═════ Selection ═════

In the beginning, there was Chaos. From Chaos sprang Gaia, who created Uranus as her equal. The Earth and the Heavens then birthed the Titans, but Uranus feared his children, and he hid them away. Refusing to accept that fate, Kronos rose up to slay his father and become King of the Gods. Kronos then sired the original six Olympians, but he feared his children and thus swallowed them whole. So, young Zeus now rose to slay his father and become King of the… wait a second. Am I sensing a pattern?
Yep. It’s patricide. Happy Father’s Day, everyone! The men of this Pantheon aren’t exactly role models, and there certainly aren’t any fatherly role models here to look up to today. Now, would I go so far as to say they’re all trash? Well, yeah. Half of them ate their kids, people! So, what are we doing here on this most honored third Sunday in June? This Father’s Day, I’d like to talk about the one exception amongst the men of this pantheon – a short king without flaw and a man whose brain is empty but heart is full: Zagreus. Hades is his story, but it managed to teach me something about myself. Perhaps it will do the same for you?
Zagreus and his father Hades are more than father and son. They are mirrors, and in that reflection I can see the progression of my relationship with my own father, as well as where that relationship might go next. In that realization, I have found a little bit of hope on a day so often marred by tension, and I want to share that feeling with you all today.
So, join Zagreus and I on the journey from hate to love to something else entirely. Let’s find some Chthonic catharsis.
Enter Hades. We are Zagreus, and with Stygian Blade in hand we lay siege to the denizens of Tartarus, ruins and ash in our wake. We are unstoppable! WE ARE — oh, we’re dead. Into the River Styx we go, I suppose
Luckily, this death is our gateway into the broader world of Hades. As Zagreus emerges from the pool of blood, we get our first glimpse of his home, and it’s strangely soothing: Corinthian columns, blood-red olive leaves, and one big old three-headed good boy. Then Hades pipes up. “Stupid boy. I told you nobody gets out of here, whether alive or dead.” This is the moment where we understand. Zagreus is escaping the Underworld for nothing more than the delicious satisfaction of proving Hades wrong. He’ll crush the furies, dismantle the Hydra, and decimate heroes of yore all for that sweet taste of “I told you so.” He’s angry, and all that matters is defeating dad. I get that, Zag. I really do.
See, I didn’t really know how to process my father’s absence as a child. No child does, but I felt the need to feel some type of way about it. Like Zagreus, I chose anger. I have to imagine that’s a common response. In my young eyes, if someone decided not to have a relationship with me, they must hate me, so I might as well hate them back. And boy did I. I hated my father. I couldn’t even remember him, but I hated him. It was an anger so potent that, even in his absence, his shadow loomed large.
Sure, it was unhealthy. More than that, though? It was exhausting. It took a while, but I eventually realized that I was devoting incredible energy to hating a man that wasn’t even around to care. I was so fixated on what was missing that I failed to celebrate what remained. I had to move on, and so did Zagreus.

═════

Things to do
(a) According to the essay, what did Kronos do to the original six Olympians he sired?
(b) Set down everything in the essay from "See, I didn’t" down to "so did Zagreus.", word for word.

═════ Record excerpts ═════

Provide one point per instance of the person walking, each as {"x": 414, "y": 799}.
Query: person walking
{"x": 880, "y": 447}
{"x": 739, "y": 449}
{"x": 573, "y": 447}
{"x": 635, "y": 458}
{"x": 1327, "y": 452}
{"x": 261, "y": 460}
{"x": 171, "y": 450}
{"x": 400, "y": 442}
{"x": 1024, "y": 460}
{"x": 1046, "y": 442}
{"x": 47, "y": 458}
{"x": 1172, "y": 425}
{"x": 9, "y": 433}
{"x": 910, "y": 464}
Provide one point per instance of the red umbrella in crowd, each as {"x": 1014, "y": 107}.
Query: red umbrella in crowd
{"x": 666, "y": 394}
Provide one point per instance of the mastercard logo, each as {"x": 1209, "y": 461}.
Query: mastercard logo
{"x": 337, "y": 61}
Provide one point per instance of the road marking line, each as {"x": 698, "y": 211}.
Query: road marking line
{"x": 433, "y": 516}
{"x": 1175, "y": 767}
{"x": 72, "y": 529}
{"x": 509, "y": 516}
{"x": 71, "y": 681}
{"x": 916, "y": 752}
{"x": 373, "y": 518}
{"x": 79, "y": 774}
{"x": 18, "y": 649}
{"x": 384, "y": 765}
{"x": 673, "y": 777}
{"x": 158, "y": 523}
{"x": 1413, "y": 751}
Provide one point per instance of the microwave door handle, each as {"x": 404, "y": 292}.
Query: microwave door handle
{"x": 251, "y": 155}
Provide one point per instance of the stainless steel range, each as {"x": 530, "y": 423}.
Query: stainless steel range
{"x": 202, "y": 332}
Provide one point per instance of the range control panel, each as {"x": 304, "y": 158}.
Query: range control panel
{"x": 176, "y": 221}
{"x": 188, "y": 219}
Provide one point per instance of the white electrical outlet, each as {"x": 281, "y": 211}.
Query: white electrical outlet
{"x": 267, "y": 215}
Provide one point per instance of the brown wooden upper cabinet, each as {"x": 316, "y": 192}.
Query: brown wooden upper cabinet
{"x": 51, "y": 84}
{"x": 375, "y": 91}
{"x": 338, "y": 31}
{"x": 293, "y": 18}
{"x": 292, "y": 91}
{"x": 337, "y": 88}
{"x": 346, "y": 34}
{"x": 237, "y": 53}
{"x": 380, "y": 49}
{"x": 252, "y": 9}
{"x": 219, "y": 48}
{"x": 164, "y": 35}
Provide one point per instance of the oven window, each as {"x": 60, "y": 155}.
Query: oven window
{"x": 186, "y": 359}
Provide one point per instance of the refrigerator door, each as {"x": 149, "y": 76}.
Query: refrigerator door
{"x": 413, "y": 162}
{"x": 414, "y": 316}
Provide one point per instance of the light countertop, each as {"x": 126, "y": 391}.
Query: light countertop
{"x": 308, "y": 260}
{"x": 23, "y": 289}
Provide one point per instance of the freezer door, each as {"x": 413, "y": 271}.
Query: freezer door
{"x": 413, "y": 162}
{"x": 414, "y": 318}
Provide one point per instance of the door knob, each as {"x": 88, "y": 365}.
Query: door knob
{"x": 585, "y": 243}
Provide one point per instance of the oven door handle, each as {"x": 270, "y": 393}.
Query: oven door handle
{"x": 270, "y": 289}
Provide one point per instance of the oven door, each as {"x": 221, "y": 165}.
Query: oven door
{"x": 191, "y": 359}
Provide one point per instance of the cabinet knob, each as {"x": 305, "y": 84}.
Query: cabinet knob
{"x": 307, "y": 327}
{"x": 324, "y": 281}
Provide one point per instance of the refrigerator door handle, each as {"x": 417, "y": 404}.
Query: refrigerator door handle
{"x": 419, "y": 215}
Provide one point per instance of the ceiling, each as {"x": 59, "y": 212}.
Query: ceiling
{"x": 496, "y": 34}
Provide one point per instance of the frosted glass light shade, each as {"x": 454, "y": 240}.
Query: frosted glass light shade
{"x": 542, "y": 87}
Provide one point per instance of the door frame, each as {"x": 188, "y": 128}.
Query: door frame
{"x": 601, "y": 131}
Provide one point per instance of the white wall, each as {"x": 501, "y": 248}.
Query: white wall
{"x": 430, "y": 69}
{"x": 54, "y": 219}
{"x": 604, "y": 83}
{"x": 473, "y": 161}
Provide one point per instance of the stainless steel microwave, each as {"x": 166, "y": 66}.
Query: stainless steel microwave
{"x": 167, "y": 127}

═════

Correct answers
(a) He swallowed them whole.

(b)
See, I didn’t really know how to process my father’s absence as a child. No child does, but I felt the need to feel some type of way about it. Like Zagreus, I chose anger. I have to imagine that’s a common response. In my young eyes, if someone decided not to have a relationship with me, they must hate me, so I might as well hate them back. And boy did I. I hated my father. I couldn’t even remember him, but I hated him. It was an anger so potent that, even in his absence, his shadow loomed large.
Sure, it was unhealthy. More than that, though? It was exhausting. It took a while, but I eventually realized that I was devoting incredible energy to hating a man that wasn’t even around to care. I was so fixated on what was missing that I failed to celebrate what remained. I had to move on, and so did Zagreus.